Short exercise
Print the range of lines that opens with the line containing "the bridge railing" and closes with the last line of the listing. Include both ends; print nothing more.

Start of Records for the task

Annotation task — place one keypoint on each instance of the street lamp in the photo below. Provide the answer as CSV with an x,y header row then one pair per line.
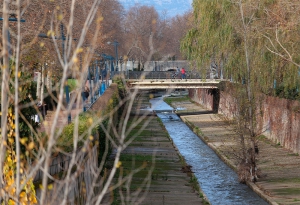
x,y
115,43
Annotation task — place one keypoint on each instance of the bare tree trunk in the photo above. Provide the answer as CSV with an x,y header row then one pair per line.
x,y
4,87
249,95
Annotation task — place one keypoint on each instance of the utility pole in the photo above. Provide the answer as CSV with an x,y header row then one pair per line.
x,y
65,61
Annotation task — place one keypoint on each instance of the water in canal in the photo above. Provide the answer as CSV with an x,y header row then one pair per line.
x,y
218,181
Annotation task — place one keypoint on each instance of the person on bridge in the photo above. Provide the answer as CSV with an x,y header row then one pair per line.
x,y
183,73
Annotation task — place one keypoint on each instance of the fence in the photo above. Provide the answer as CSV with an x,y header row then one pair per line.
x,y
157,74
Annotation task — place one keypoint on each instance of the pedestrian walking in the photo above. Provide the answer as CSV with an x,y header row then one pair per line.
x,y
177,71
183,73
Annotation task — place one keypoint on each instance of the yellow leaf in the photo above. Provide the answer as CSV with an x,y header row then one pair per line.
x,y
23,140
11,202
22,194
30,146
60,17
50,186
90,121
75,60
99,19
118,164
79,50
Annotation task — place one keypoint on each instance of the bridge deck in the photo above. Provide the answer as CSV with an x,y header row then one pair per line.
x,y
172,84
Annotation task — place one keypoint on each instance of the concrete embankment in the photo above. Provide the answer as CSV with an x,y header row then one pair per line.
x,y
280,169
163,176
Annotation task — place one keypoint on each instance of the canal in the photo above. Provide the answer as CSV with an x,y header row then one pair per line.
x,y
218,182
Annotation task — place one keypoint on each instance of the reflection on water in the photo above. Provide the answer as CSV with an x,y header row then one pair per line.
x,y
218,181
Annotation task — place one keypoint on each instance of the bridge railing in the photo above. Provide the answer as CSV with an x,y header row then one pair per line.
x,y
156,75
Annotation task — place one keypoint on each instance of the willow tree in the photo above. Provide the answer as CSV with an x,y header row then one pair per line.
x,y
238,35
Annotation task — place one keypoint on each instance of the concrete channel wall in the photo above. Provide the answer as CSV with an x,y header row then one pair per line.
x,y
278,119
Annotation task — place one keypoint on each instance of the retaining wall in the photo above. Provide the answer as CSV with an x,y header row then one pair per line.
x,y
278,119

End of Records for the task

Result of this task
Annotation task — place one keypoint on each instance of the bridge railing in the photo above. Provide the answer as CSV with an x,y header row then one pair per line.
x,y
156,75
Annotation task — place one keypoint on each instance of the willow tree in the photo above. Provide the answer as CSV with an x,y header row then one pair per line.
x,y
238,35
Annotation task — place one keypoint on each instance of the concrete channel wall in the photo above. Provide the answer as CSV with an x,y header row then one pair per line.
x,y
278,119
Annotation task — place one keypoint on each instance of the retaining wall in the photo above. Provide the answer as CSV with an x,y header row then one pair per line.
x,y
278,119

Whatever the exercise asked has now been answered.